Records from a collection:
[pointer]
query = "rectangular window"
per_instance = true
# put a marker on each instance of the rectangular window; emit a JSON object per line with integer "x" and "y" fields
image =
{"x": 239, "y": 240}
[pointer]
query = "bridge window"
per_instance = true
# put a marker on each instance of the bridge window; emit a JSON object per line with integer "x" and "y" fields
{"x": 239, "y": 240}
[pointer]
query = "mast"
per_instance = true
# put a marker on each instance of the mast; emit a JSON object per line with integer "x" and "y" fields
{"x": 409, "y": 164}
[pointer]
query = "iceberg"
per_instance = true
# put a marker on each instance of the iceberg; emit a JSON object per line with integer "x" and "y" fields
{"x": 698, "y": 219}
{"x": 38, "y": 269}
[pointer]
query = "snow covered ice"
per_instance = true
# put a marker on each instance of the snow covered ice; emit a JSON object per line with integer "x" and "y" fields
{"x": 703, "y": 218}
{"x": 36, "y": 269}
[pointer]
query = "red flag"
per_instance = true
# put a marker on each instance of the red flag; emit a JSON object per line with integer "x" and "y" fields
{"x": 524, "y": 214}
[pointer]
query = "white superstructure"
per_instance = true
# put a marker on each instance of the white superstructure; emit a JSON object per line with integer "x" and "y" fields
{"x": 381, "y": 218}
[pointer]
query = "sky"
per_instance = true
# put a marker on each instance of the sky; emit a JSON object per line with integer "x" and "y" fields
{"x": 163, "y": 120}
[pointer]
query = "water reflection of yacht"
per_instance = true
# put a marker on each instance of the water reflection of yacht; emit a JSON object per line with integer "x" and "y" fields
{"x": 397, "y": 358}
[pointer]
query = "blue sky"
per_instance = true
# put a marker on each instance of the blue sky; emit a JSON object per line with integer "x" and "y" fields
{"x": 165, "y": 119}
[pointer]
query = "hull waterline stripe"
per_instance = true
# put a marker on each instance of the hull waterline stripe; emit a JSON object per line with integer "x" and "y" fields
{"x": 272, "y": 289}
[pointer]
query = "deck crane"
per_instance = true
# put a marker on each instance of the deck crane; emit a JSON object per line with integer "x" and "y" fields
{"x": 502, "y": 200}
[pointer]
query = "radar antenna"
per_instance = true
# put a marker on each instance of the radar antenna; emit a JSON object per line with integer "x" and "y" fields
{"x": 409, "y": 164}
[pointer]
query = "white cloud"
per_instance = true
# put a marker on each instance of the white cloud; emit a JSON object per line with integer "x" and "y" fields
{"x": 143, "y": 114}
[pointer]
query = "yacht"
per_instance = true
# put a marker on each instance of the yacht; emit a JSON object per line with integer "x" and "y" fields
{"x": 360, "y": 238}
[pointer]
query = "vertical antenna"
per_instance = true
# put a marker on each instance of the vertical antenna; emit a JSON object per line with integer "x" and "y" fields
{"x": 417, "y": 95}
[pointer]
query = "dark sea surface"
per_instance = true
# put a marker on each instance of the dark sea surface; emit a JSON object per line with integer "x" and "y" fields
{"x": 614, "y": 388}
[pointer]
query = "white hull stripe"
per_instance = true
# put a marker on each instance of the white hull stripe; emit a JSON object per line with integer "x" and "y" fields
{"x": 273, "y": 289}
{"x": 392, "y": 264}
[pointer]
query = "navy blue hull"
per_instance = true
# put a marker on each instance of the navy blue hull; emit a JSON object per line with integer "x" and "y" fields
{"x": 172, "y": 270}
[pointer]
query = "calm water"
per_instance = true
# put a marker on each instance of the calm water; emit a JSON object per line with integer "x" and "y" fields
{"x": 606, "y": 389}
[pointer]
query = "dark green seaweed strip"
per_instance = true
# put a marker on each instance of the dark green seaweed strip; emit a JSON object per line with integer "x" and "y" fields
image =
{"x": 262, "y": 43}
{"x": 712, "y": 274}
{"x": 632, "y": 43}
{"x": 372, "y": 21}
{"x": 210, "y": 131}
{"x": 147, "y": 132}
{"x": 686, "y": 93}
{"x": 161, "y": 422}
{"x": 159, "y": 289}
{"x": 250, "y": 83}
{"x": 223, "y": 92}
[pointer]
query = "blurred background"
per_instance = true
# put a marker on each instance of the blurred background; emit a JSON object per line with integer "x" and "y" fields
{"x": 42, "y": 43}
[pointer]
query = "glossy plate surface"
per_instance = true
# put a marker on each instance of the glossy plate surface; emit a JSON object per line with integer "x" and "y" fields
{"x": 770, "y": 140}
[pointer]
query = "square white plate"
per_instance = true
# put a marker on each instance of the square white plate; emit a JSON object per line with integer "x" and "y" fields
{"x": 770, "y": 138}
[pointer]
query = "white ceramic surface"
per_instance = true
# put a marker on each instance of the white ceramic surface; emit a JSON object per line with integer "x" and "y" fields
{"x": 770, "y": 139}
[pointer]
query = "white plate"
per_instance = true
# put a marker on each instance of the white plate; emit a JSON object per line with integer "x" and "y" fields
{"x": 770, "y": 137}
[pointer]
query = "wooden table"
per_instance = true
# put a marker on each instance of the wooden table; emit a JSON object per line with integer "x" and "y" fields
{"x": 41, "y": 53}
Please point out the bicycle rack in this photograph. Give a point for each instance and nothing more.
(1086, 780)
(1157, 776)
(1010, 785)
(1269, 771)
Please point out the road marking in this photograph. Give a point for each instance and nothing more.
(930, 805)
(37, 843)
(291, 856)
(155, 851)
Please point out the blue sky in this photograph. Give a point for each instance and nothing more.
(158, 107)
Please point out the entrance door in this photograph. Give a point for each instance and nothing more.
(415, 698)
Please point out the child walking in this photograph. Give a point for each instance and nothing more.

▶ _WHAT THIS TASK INVOLVES_:
Where a line above holds the string "rectangular", show that line.

▶ _RESPONSE AREA_:
query = "rectangular window"
# put a marker on each instance of the rectangular window; emit a JSON object per line with integer "x" and "y" fields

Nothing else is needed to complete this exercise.